# Text shown

Friday, May 20, 2011

A Confession

As all of my friends have their sweet babies and record in detail what happened in the birth story, I have done alot of thinking about Harrison's.  I have to tell you, after Harrison was born, I didn't want to remember his delivery.  I am mean I grateful that he is here and everything.  But it was an awful experience.  I would sit down to try and write it on paper or one this blog.  But I didn't want to remember it.  
It wasn't a happy and joyful experience.  It was a hard and emotional one.  I still look back and try to think that it wasn't all that bad.  Well it was.  I am scared to death to have another baby.  At the same time I am scared that I might be pregnant forever!  

I was talking with my sister in law, who just had an emergency C-Section and she had two vaginal births before.  She said that it was a really emotional thing to go through.  I couldn't agree with her more.  

I think that one day soon I will sit down and write it out.  Before this little one comes so that I don't mix things up.  I just worry that Harrison with read it later in life and it won't be a happy thing.  Which I love him to death and I couldn't ask for a better child (most days).  
When I read most of my friend birth stories they talk about how they don't want to forget.  I am on the other end.  I want to forget all the bad things and remember the good things.  Which I feel like I can't really forget all of the bad stuff.

# Entries shown
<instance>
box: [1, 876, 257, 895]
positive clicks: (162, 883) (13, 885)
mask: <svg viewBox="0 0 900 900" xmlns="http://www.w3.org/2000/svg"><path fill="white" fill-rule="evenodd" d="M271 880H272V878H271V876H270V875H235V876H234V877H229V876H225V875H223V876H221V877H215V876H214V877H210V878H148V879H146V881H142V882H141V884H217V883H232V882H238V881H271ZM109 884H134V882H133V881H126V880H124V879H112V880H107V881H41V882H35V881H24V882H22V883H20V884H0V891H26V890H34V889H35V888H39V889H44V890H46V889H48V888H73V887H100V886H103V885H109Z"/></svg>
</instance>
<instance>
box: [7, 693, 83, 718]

# The problem
Write the next part of the blog post about Harrison's birth, starting right after its last sentence. The data that comes after the blog post is separate material and has nothing to do with it.

# Answer area
I do remember a really funny thing that I did.  I called people to let them know that I had my baby.  Well they had come to see in the hospital.  Opps, it isn't that I didn't love their visit.  I was just really drugged!  Which I hope this time will be different. 

My doctor gave me the option of trying to do a VBAC, which I was surprised.  When Greg and I discussed it he begged me not to do that.  I can understand, I remember bits a pieces of certain things.  Greg on the other hand, stood by a watched while he couldn't do a thing.  He said it was really hard.  Which I can only imagine.  But then again you ask him what a C-Section is like and he will tell you straight faced, "It is like gutting a deer."  Warm and fuzzy I know! 

I am super excited to have this little girl here,  but scared to get her here!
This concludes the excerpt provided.